━━━ 使用する項目 ━━━

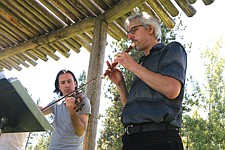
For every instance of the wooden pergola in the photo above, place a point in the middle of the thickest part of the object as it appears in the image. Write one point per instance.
(36, 29)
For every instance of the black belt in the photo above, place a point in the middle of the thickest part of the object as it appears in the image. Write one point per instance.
(143, 127)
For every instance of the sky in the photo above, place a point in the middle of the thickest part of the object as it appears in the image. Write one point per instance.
(202, 29)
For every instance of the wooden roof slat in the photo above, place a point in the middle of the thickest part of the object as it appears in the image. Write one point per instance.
(60, 50)
(46, 24)
(13, 64)
(169, 6)
(9, 35)
(93, 7)
(46, 13)
(31, 54)
(72, 7)
(56, 11)
(82, 42)
(20, 61)
(117, 29)
(85, 7)
(192, 1)
(119, 9)
(58, 35)
(39, 54)
(160, 11)
(4, 42)
(49, 53)
(14, 19)
(30, 18)
(72, 44)
(208, 2)
(24, 57)
(61, 6)
(26, 17)
(62, 46)
(13, 29)
(62, 26)
(43, 14)
(102, 4)
(188, 9)
(5, 65)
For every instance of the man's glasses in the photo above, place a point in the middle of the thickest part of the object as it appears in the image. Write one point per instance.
(133, 29)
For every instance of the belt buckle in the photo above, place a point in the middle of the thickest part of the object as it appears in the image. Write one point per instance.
(127, 129)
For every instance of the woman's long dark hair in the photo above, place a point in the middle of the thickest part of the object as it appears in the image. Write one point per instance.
(57, 81)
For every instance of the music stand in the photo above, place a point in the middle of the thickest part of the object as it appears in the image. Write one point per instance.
(18, 112)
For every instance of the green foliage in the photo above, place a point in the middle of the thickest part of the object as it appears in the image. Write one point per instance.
(206, 132)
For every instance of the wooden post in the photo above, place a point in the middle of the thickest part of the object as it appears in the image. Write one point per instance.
(95, 69)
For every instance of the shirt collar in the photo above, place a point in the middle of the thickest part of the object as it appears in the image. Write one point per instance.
(155, 48)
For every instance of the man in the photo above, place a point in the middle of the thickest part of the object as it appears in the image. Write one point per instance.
(153, 106)
(70, 124)
(12, 141)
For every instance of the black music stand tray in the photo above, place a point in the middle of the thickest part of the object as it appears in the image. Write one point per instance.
(18, 112)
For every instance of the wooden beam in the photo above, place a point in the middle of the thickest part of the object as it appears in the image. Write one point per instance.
(121, 8)
(58, 35)
(93, 90)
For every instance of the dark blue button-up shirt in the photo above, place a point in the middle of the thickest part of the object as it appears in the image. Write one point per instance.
(147, 105)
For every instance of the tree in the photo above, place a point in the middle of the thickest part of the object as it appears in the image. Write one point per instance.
(207, 132)
(111, 135)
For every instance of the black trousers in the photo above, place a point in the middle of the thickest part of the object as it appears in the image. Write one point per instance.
(153, 140)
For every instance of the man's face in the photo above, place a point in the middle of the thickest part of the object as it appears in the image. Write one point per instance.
(66, 83)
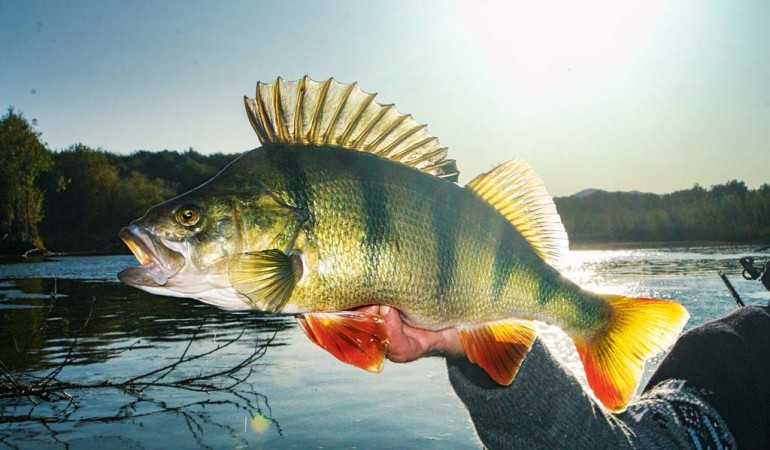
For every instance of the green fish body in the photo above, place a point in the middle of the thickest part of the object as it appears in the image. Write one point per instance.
(349, 203)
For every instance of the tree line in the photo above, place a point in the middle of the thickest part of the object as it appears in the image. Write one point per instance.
(76, 199)
(729, 212)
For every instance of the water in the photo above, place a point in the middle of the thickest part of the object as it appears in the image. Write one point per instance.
(70, 319)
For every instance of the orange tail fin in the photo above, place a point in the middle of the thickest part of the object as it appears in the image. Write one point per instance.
(614, 359)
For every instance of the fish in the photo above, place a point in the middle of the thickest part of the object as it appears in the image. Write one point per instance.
(349, 203)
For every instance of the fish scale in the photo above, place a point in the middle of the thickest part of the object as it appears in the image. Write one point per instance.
(350, 203)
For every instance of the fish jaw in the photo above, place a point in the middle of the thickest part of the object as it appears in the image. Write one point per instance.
(157, 261)
(163, 270)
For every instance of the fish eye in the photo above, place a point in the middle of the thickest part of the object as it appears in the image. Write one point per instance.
(188, 215)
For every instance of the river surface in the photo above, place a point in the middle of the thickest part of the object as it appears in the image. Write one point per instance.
(146, 371)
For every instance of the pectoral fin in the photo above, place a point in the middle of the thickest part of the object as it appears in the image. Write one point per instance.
(499, 347)
(355, 338)
(267, 278)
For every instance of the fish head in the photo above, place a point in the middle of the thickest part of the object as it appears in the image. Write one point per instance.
(185, 245)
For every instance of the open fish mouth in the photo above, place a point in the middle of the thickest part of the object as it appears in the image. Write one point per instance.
(157, 262)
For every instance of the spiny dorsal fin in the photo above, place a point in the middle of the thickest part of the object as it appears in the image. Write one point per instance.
(330, 113)
(518, 194)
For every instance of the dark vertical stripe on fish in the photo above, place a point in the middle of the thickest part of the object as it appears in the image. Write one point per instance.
(377, 220)
(504, 259)
(293, 176)
(446, 227)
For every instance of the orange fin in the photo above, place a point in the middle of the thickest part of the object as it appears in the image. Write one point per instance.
(355, 338)
(638, 328)
(499, 347)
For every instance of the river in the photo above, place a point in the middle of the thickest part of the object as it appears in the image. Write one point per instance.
(69, 320)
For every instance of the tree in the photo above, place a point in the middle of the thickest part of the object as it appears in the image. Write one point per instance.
(22, 159)
(97, 200)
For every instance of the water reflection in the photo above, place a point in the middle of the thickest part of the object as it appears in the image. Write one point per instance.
(42, 316)
(119, 332)
(124, 356)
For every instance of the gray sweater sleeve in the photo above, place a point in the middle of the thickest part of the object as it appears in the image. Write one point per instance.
(546, 407)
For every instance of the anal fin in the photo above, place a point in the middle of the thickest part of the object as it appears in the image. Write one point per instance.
(355, 338)
(499, 347)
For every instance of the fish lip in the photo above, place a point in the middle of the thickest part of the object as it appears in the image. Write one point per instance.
(157, 262)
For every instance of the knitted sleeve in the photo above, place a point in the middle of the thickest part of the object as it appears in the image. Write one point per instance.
(546, 407)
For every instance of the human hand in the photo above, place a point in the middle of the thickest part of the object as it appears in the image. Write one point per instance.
(407, 343)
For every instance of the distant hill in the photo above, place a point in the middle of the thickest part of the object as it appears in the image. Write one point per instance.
(728, 212)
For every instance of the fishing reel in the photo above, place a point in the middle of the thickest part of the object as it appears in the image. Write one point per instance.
(752, 272)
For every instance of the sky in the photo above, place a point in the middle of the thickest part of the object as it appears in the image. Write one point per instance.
(650, 95)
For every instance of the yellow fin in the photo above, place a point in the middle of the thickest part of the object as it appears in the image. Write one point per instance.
(267, 278)
(638, 328)
(342, 115)
(499, 347)
(353, 337)
(520, 196)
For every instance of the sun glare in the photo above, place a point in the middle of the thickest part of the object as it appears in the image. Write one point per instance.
(552, 44)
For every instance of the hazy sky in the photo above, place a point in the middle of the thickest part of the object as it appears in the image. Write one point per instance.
(634, 95)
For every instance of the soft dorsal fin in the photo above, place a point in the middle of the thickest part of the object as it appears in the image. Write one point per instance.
(342, 115)
(518, 194)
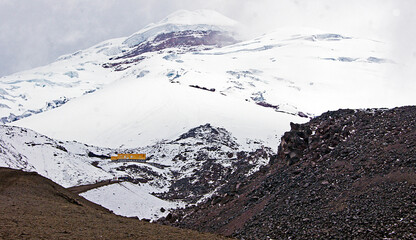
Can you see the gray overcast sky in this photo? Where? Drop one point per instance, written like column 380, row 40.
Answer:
column 36, row 32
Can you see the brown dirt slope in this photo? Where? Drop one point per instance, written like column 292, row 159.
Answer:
column 33, row 207
column 347, row 174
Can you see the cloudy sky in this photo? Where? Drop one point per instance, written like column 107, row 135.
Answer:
column 36, row 32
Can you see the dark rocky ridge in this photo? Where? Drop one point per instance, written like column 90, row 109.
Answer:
column 344, row 174
column 186, row 40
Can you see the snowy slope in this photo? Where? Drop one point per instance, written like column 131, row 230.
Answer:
column 172, row 76
column 66, row 163
column 177, row 172
column 131, row 200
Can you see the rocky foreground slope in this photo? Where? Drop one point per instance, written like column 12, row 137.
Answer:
column 344, row 174
column 33, row 207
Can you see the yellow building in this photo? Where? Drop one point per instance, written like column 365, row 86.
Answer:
column 129, row 156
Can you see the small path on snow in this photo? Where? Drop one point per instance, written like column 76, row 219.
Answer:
column 87, row 187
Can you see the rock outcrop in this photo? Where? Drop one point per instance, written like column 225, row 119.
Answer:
column 344, row 174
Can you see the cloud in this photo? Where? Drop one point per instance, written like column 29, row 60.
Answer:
column 35, row 32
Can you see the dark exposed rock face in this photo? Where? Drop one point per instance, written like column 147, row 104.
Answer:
column 345, row 174
column 185, row 40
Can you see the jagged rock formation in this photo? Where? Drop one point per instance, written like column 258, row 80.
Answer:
column 345, row 174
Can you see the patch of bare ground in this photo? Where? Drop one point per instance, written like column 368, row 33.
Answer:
column 347, row 174
column 33, row 207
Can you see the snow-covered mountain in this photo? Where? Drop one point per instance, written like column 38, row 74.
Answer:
column 178, row 172
column 191, row 69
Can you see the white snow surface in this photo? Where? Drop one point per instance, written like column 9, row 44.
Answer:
column 152, row 100
column 131, row 200
column 252, row 88
column 66, row 163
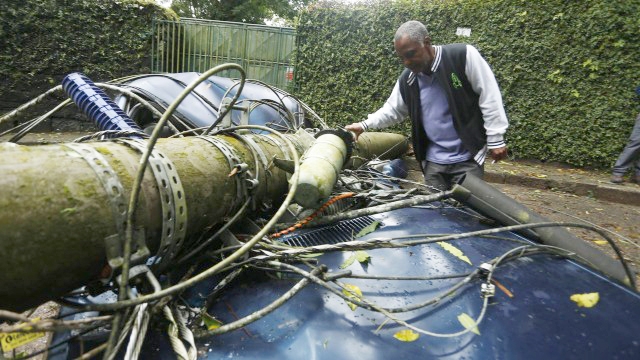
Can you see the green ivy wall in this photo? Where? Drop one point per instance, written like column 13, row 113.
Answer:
column 43, row 40
column 567, row 69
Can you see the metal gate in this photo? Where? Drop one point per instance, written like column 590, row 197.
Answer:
column 197, row 45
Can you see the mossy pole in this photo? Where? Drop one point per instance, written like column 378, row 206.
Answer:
column 56, row 212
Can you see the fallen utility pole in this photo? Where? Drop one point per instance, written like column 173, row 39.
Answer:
column 63, row 207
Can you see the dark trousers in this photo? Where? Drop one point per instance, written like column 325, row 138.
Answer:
column 630, row 153
column 442, row 177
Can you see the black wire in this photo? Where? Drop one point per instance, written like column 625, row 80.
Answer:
column 72, row 337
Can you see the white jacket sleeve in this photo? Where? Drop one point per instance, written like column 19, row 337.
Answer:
column 392, row 112
column 484, row 84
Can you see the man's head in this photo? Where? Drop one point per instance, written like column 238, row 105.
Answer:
column 413, row 46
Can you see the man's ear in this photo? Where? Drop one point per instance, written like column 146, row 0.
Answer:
column 427, row 41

━━━

- [課題文]
上の項目のうち、「Can you see the rock outcrop」を含む行から「column 567, row 69」を含む行までを、両端も含めて番号付きリストに書き直すこと。空行は除き、画像は解答に入れないこと。

- [演習の解答]
1. Can you see the rock outcrop in this photo? Where? Drop one point per instance, written like column 225, row 119.
2. Answer:
3. column 344, row 174
4. Can you see the cloud in this photo? Where? Drop one point per instance, written like column 29, row 60.
5. Answer:
6. column 35, row 32
7. Can you see the dark exposed rock face in this photo? Where? Drop one point per instance, written like column 147, row 104.
8. Answer:
9. column 345, row 174
10. column 185, row 40
11. Can you see the jagged rock formation in this photo? Where? Drop one point per instance, written like column 258, row 80.
12. Answer:
13. column 345, row 174
14. Can you see the patch of bare ground in this photo? Where? Drop one point per instance, written like column 368, row 33.
15. Answer:
16. column 347, row 174
17. column 33, row 207
18. Can you see the snow-covered mountain in this photo? Where? Drop one point per instance, written like column 38, row 74.
19. Answer:
20. column 178, row 172
21. column 191, row 69
22. Can you see the white snow surface in this photo? Where? Drop one point per instance, written like column 9, row 44.
23. Answer:
24. column 152, row 100
25. column 131, row 200
26. column 252, row 88
27. column 66, row 163
28. Can you see the green ivy wall in this photo? Where? Drop one point per instance, written like column 13, row 113.
29. Answer:
30. column 43, row 40
31. column 567, row 69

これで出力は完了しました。